Assigned task
Apart from the pictures, output all of the records exactly.

---- Records for the task

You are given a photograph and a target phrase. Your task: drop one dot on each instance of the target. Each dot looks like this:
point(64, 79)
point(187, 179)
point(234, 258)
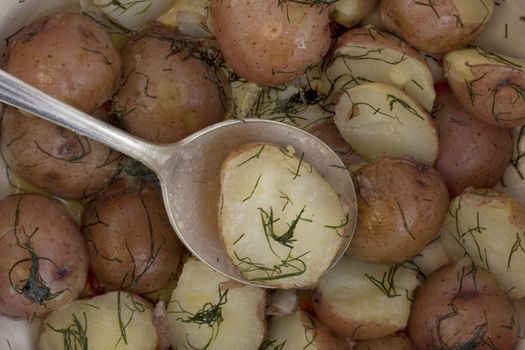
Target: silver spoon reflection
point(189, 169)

--------

Output for this task
You are given a photograph and a target phrase. Your task: drop one dot on each instance of the target. Each dot looks like this:
point(64, 79)
point(187, 179)
point(234, 258)
Target: silver spoon reflection
point(189, 169)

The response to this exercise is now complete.